STATED PROBLEM: Pick out and copy every line of the items below that contains the word "coordinates". Case counts, so match its capitalization.

MATERIAL TO PROCESS:
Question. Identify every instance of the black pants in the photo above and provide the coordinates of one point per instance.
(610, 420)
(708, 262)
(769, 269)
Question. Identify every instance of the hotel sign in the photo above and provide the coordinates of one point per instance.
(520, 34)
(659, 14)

--

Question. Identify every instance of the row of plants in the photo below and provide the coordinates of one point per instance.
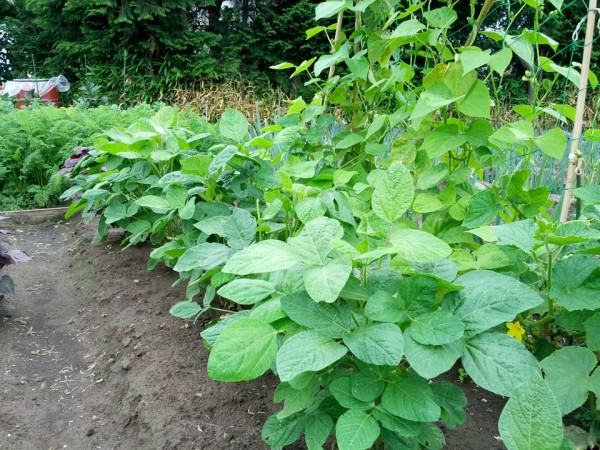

CORRECT ANSWER:
Question. Identify every instance of the black pants in the photo above and provide the coordinates of one point per instance.
Question. Identify every instance of the hotel sign in the photo above and provide the coordinates of one point per instance.
Question. Identify every instance of the row of plants in the photo below and provide the coordinates of one point per instance.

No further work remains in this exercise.